Cover
Titel
Children's World. Growing Up in Russia, 1890-1991


Autor(en)
Kelly, Catriona
Erschienen
Anzahl Seiten
736 S.
Preis
$ 45.00
Rezensiert für H-Soz-Kult von
Katharina Kucher, Institut für Osteuropäische Geschichte und Landeskunde, Universität Tübingen

Die renommierte Kulturhistorikerin und Literaturwissenschaftlerin Catriona Kelly hat ein neues Buch geschrieben, eine Monographie über die Geschichte der Kindheit in Russland im 20. Jahrhundert. Im Gegensatz zur Historiographie zu Westeuropa, für deren Historiker seit Philippe Ariès Studie „L’Enfant et la Vie Familiale sous L’Ancien Regime“ von 1960 das Phänomen Kindheit auf der Tagesordnung steht, ist die Kindheit für Russland und die Sowjetunion ein bislang nur punktuell sondiertes Terrain.1 Themen- und epochenübergreifende Studien zur Kindheit fehlen weitgehend oder beschränken sich auf Phasen der sowjetischen Kindheit. Kellys Buch ist somit eine Pionierleistung, die es unbedingt anzuerkennen gilt.

Es ist ein umfangreiches, sich über siebenhundert Seiten erstreckendes, fakten- sowie abbildungsgesättigtes Werk. Das Inhaltsverzeichnis suggeriert eine in übersichtliche drei Teile gegliederte Monographie: „Die Idee der Kindheit“, „Sich selbst überlassene Kinder“, „Kinder in der Familie“. Jeder dieser Teile ist wiederum chronologisch in vier Kapitel unterteilt, die entweder identische Zeiträume abdecken (1890-1917, 1917-1935, 1935-1953, 1953-1991) oder die aufeinanderfolgenden Entwicklungsstufen im Leben eines Kindes zur Strukturierung heranziehen. Ziel des Buches ist, so Catriona Kelly, eine „Geschichte des alltäglichen Lebens, wie es von Kindern in Russland im Verlauf des 20. Jahrhunderts erfahren wurde“ (S. 13). Die Autorin, der die Thematik der „Modernisierung der Kindheit“ (S. 14) ein fundamentales Anliegen ist, richtet ihren Hauptfokus auf russische sowie jüdische und tatarische Kinder, die im europäischen Russland lebten, und bespricht die Altersphase von der Geburt bis circa 14 Jahre. Mit einer theoretischen Verortung des Phänomens Kindheit, wie sie den meisten einschlägigen historischen Darstellungen vorangeht, hält sich Catriona Kelly nicht auf; sie verweist lediglich auf die unzureichende Aussagekraft einzelner Ansätze.

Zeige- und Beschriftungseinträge
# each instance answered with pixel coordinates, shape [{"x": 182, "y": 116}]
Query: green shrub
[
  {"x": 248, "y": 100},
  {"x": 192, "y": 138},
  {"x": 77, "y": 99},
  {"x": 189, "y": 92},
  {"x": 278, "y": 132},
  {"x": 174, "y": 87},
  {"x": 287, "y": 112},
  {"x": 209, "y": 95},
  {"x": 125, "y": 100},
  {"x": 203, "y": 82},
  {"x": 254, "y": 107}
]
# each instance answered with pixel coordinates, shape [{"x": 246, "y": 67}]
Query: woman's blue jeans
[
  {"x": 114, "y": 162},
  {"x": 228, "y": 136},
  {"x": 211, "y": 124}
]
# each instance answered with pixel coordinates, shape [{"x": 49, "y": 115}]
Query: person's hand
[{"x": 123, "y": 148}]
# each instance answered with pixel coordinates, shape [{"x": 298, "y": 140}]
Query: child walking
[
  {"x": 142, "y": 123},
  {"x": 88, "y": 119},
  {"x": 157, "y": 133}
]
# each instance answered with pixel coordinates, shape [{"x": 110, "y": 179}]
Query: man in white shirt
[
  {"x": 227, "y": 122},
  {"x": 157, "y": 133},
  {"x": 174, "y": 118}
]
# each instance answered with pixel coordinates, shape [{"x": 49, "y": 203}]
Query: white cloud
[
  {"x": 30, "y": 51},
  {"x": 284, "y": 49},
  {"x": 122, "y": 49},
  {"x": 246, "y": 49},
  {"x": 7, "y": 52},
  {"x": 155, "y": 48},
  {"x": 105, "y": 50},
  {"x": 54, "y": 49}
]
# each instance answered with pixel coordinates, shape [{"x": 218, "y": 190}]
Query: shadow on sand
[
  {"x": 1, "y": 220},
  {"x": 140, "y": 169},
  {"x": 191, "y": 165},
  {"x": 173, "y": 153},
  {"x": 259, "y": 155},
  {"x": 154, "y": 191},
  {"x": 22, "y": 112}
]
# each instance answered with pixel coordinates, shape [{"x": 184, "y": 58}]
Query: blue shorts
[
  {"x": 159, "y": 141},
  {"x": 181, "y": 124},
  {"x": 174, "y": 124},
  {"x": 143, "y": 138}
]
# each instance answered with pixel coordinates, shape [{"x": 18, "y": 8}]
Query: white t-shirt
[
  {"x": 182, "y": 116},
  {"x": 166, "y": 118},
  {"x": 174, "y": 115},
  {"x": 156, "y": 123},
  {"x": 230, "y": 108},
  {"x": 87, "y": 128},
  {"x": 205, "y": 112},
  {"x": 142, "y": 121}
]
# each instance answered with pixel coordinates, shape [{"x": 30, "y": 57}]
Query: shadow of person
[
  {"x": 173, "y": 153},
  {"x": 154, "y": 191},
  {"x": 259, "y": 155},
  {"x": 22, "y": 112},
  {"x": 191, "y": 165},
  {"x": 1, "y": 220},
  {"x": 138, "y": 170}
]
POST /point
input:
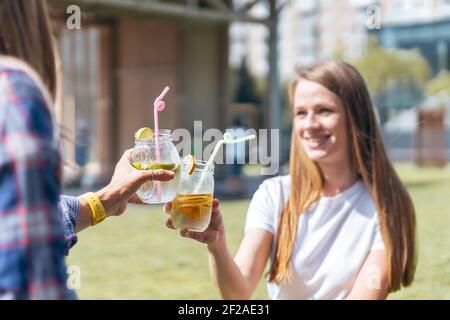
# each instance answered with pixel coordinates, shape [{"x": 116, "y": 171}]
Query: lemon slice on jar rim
[{"x": 144, "y": 133}]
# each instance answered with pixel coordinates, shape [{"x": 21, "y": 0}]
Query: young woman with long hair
[
  {"x": 341, "y": 225},
  {"x": 37, "y": 225}
]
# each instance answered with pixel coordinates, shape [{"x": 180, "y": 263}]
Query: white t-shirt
[{"x": 334, "y": 238}]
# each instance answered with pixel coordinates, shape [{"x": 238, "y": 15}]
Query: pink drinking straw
[{"x": 159, "y": 105}]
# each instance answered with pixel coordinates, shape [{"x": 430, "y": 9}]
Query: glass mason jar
[
  {"x": 192, "y": 206},
  {"x": 145, "y": 157}
]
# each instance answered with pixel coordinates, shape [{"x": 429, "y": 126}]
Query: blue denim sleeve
[{"x": 69, "y": 207}]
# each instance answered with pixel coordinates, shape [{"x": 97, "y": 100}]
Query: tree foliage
[{"x": 396, "y": 78}]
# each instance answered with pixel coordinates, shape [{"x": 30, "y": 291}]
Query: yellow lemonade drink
[{"x": 192, "y": 211}]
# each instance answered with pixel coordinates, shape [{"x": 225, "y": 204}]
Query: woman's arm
[
  {"x": 372, "y": 280},
  {"x": 235, "y": 278},
  {"x": 115, "y": 196}
]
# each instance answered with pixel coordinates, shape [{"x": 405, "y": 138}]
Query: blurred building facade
[
  {"x": 310, "y": 31},
  {"x": 118, "y": 63},
  {"x": 123, "y": 56},
  {"x": 422, "y": 24}
]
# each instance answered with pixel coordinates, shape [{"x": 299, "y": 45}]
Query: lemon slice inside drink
[
  {"x": 144, "y": 133},
  {"x": 190, "y": 161}
]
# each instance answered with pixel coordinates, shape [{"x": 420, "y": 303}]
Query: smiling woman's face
[{"x": 320, "y": 123}]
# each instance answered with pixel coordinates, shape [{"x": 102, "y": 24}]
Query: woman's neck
[{"x": 337, "y": 178}]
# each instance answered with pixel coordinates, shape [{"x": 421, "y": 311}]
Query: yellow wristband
[{"x": 96, "y": 206}]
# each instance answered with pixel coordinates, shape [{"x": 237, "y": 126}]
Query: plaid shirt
[{"x": 37, "y": 227}]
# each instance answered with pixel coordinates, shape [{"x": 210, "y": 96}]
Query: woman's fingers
[
  {"x": 169, "y": 224},
  {"x": 135, "y": 199}
]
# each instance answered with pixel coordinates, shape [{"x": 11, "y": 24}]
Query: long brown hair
[
  {"x": 369, "y": 158},
  {"x": 25, "y": 33}
]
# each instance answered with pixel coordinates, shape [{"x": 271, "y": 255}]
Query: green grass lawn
[{"x": 136, "y": 257}]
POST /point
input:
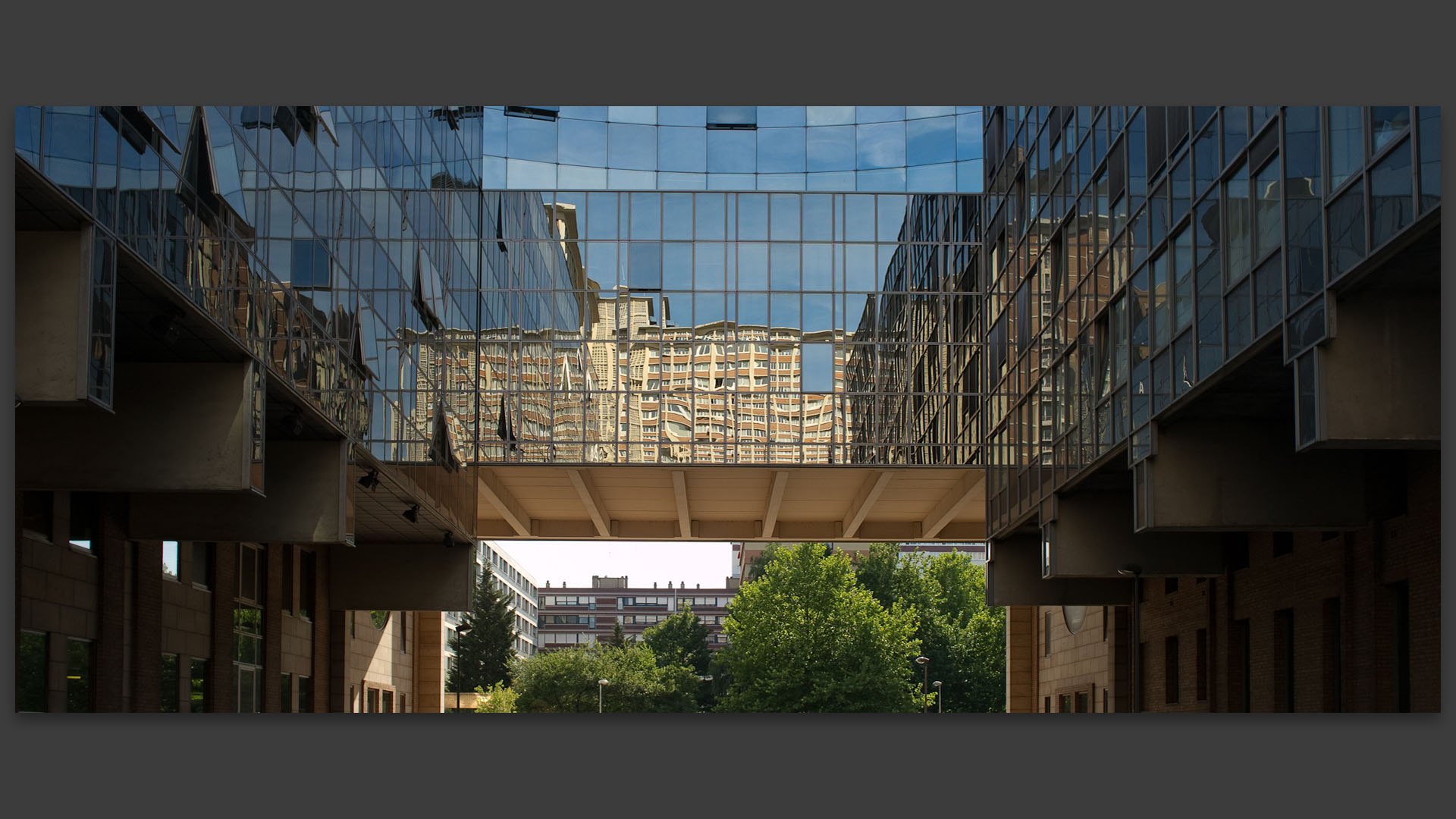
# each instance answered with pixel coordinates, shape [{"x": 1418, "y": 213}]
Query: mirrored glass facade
[
  {"x": 726, "y": 148},
  {"x": 1131, "y": 253}
]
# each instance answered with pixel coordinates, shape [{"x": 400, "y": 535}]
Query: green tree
[
  {"x": 566, "y": 681},
  {"x": 963, "y": 637},
  {"x": 485, "y": 651},
  {"x": 680, "y": 640},
  {"x": 807, "y": 637},
  {"x": 498, "y": 700}
]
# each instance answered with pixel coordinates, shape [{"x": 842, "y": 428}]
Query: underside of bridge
[{"x": 739, "y": 503}]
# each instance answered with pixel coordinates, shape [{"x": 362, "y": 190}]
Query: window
[
  {"x": 171, "y": 686},
  {"x": 77, "y": 675},
  {"x": 202, "y": 564},
  {"x": 1171, "y": 670},
  {"x": 1285, "y": 653},
  {"x": 36, "y": 513},
  {"x": 31, "y": 670},
  {"x": 199, "y": 694}
]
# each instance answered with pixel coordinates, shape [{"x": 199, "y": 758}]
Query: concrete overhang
[{"x": 730, "y": 503}]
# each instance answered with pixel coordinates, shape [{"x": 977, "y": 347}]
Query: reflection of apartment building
[{"x": 573, "y": 615}]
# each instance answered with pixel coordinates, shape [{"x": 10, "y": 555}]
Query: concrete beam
[
  {"x": 685, "y": 519},
  {"x": 952, "y": 503},
  {"x": 53, "y": 273},
  {"x": 1379, "y": 375},
  {"x": 770, "y": 512},
  {"x": 1231, "y": 474},
  {"x": 598, "y": 510},
  {"x": 156, "y": 441},
  {"x": 1091, "y": 535},
  {"x": 400, "y": 577},
  {"x": 308, "y": 485},
  {"x": 870, "y": 491},
  {"x": 1014, "y": 579},
  {"x": 504, "y": 502}
]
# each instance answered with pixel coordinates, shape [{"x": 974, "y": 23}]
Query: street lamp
[
  {"x": 925, "y": 664},
  {"x": 460, "y": 630}
]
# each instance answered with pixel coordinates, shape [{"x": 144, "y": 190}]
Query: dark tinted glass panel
[
  {"x": 1392, "y": 206},
  {"x": 1346, "y": 221},
  {"x": 1269, "y": 297},
  {"x": 1386, "y": 123},
  {"x": 1238, "y": 319},
  {"x": 1430, "y": 158},
  {"x": 1346, "y": 143}
]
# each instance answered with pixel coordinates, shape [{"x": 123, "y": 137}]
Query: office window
[
  {"x": 1201, "y": 665},
  {"x": 1285, "y": 654},
  {"x": 169, "y": 684},
  {"x": 1401, "y": 618},
  {"x": 199, "y": 694},
  {"x": 202, "y": 564},
  {"x": 77, "y": 675},
  {"x": 1171, "y": 670},
  {"x": 36, "y": 513},
  {"x": 1332, "y": 648},
  {"x": 31, "y": 670}
]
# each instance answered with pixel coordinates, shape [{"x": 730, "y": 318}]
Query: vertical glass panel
[
  {"x": 647, "y": 216},
  {"x": 1238, "y": 319},
  {"x": 731, "y": 152},
  {"x": 1269, "y": 297},
  {"x": 930, "y": 142},
  {"x": 783, "y": 265},
  {"x": 830, "y": 114},
  {"x": 753, "y": 218},
  {"x": 880, "y": 145},
  {"x": 631, "y": 148},
  {"x": 753, "y": 265},
  {"x": 1304, "y": 245},
  {"x": 532, "y": 139},
  {"x": 783, "y": 210},
  {"x": 1267, "y": 212},
  {"x": 781, "y": 150},
  {"x": 677, "y": 216},
  {"x": 1392, "y": 203},
  {"x": 830, "y": 148},
  {"x": 682, "y": 150},
  {"x": 580, "y": 142},
  {"x": 1430, "y": 156},
  {"x": 708, "y": 216},
  {"x": 686, "y": 115},
  {"x": 1235, "y": 130},
  {"x": 1346, "y": 143},
  {"x": 1238, "y": 245},
  {"x": 1386, "y": 123},
  {"x": 1346, "y": 219}
]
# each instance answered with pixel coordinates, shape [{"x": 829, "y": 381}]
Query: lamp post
[
  {"x": 460, "y": 630},
  {"x": 925, "y": 664}
]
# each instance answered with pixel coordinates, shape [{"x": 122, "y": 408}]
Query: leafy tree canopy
[{"x": 807, "y": 637}]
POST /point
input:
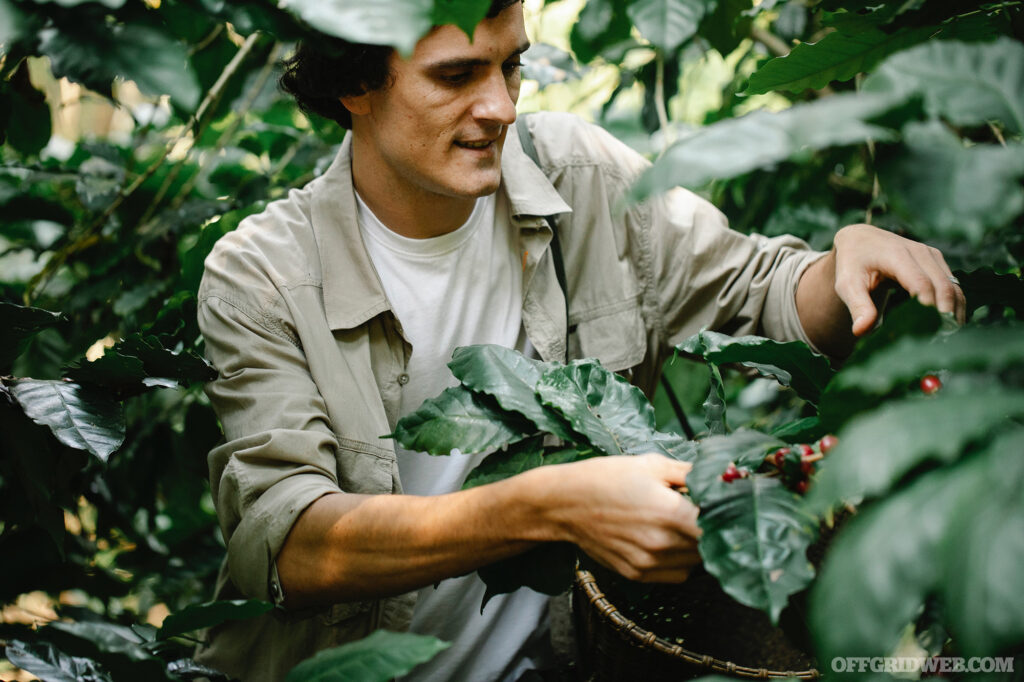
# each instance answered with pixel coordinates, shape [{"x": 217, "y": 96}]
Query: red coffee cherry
[{"x": 930, "y": 383}]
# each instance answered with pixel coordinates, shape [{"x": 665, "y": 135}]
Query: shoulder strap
[{"x": 526, "y": 140}]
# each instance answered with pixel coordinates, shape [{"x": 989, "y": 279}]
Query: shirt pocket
[
  {"x": 613, "y": 334},
  {"x": 365, "y": 468}
]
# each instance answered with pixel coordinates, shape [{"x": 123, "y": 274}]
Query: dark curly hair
[{"x": 318, "y": 75}]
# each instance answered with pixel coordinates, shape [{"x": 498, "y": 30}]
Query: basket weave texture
[{"x": 614, "y": 648}]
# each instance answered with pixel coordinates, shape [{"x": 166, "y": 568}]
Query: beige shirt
[{"x": 311, "y": 361}]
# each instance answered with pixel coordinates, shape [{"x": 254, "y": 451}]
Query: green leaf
[
  {"x": 755, "y": 541},
  {"x": 887, "y": 559},
  {"x": 792, "y": 364},
  {"x": 463, "y": 13},
  {"x": 733, "y": 146},
  {"x": 19, "y": 324},
  {"x": 966, "y": 83},
  {"x": 602, "y": 26},
  {"x": 548, "y": 568},
  {"x": 667, "y": 24},
  {"x": 29, "y": 127},
  {"x": 93, "y": 54},
  {"x": 878, "y": 449},
  {"x": 838, "y": 56},
  {"x": 396, "y": 23},
  {"x": 378, "y": 657},
  {"x": 78, "y": 417},
  {"x": 198, "y": 616},
  {"x": 949, "y": 188},
  {"x": 510, "y": 378},
  {"x": 744, "y": 448},
  {"x": 459, "y": 419},
  {"x": 50, "y": 664},
  {"x": 983, "y": 583},
  {"x": 523, "y": 456},
  {"x": 910, "y": 357},
  {"x": 611, "y": 414}
]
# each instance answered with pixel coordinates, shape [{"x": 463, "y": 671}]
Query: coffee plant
[{"x": 793, "y": 117}]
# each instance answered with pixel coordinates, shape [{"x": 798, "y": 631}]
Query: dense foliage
[{"x": 905, "y": 114}]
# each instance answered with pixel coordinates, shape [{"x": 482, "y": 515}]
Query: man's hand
[
  {"x": 834, "y": 297},
  {"x": 624, "y": 512}
]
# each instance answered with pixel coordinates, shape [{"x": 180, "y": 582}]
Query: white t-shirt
[{"x": 459, "y": 289}]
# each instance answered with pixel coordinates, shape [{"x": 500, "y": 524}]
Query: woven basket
[{"x": 614, "y": 648}]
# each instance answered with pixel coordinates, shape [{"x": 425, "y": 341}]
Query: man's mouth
[{"x": 477, "y": 144}]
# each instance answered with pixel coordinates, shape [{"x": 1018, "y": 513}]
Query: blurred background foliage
[{"x": 135, "y": 133}]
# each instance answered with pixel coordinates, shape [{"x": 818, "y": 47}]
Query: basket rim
[{"x": 644, "y": 638}]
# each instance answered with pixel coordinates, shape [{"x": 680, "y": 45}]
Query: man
[{"x": 332, "y": 314}]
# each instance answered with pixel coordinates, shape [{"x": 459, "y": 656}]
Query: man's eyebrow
[{"x": 445, "y": 65}]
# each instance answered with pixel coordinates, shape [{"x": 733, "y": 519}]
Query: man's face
[{"x": 438, "y": 128}]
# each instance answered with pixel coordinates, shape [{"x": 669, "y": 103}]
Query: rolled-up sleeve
[
  {"x": 712, "y": 276},
  {"x": 280, "y": 452}
]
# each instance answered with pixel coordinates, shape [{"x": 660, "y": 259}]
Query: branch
[{"x": 88, "y": 237}]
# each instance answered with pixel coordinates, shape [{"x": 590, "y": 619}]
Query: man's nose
[{"x": 497, "y": 99}]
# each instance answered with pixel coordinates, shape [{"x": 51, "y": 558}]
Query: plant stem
[{"x": 663, "y": 113}]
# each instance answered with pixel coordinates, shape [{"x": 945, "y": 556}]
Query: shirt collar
[{"x": 352, "y": 291}]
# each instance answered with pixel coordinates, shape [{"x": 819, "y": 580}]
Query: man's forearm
[
  {"x": 347, "y": 547},
  {"x": 623, "y": 511}
]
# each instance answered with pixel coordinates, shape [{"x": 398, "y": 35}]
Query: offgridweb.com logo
[{"x": 922, "y": 665}]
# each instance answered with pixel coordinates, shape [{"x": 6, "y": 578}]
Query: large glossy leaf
[
  {"x": 378, "y": 657},
  {"x": 510, "y": 378},
  {"x": 198, "y": 616},
  {"x": 966, "y": 83},
  {"x": 608, "y": 412},
  {"x": 984, "y": 581},
  {"x": 458, "y": 419},
  {"x": 79, "y": 417},
  {"x": 838, "y": 56},
  {"x": 909, "y": 358},
  {"x": 19, "y": 324},
  {"x": 118, "y": 648},
  {"x": 50, "y": 664},
  {"x": 463, "y": 13},
  {"x": 94, "y": 55},
  {"x": 667, "y": 24},
  {"x": 734, "y": 146},
  {"x": 548, "y": 568},
  {"x": 744, "y": 448},
  {"x": 792, "y": 364},
  {"x": 878, "y": 449},
  {"x": 396, "y": 23},
  {"x": 950, "y": 189},
  {"x": 886, "y": 560},
  {"x": 523, "y": 456},
  {"x": 755, "y": 541}
]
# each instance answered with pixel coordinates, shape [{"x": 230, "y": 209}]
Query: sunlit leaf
[
  {"x": 733, "y": 146},
  {"x": 966, "y": 83},
  {"x": 458, "y": 419},
  {"x": 667, "y": 24},
  {"x": 79, "y": 417},
  {"x": 510, "y": 378}
]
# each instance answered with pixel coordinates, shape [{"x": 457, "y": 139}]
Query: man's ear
[{"x": 356, "y": 104}]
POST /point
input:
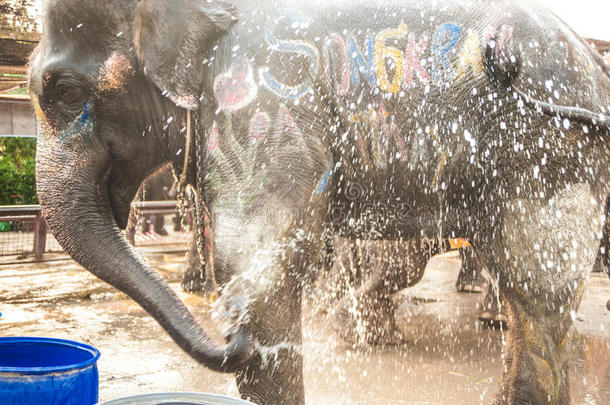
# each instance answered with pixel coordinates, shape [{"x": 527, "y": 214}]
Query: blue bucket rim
[
  {"x": 51, "y": 369},
  {"x": 142, "y": 399}
]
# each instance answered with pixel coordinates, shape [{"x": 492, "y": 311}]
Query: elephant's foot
[
  {"x": 537, "y": 366},
  {"x": 492, "y": 313},
  {"x": 366, "y": 320},
  {"x": 470, "y": 281}
]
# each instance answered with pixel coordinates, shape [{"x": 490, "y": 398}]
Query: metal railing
[{"x": 23, "y": 230}]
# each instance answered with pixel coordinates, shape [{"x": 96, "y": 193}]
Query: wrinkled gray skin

IHRE AUFGABE » Ändern Sie in der Rezension den Abschnitt, der mit den Worten „Die renommierte Kulturhistorikerin“ beginnt und mit „unbedingt anzuerkennen gilt.“ endet, indem Sie „Pionierleistung“ durch „Meisterleistung“ ersetzen, und geben Sie den Abschnitt vollständig wieder.

VOLLSTÄNDIGE ANTWORT »
Die renommierte Kulturhistorikerin und Literaturwissenschaftlerin Catriona Kelly hat ein neues Buch geschrieben, eine Monographie über die Geschichte der Kindheit in Russland im 20. Jahrhundert. Im Gegensatz zur Historiographie zu Westeuropa, für deren Historiker seit Philippe Ariès Studie „L’Enfant et la Vie Familiale sous L’Ancien Regime“ von 1960 das Phänomen Kindheit auf der Tagesordnung steht, ist die Kindheit für Russland und die Sowjetunion ein bislang nur punktuell sondiertes Terrain.1 Themen- und epochenübergreifende Studien zur Kindheit fehlen weitgehend oder beschränken sich auf Phasen der sowjetischen Kindheit. Kellys Buch ist somit eine Meisterleistung, die es unbedingt anzuerkennen gilt.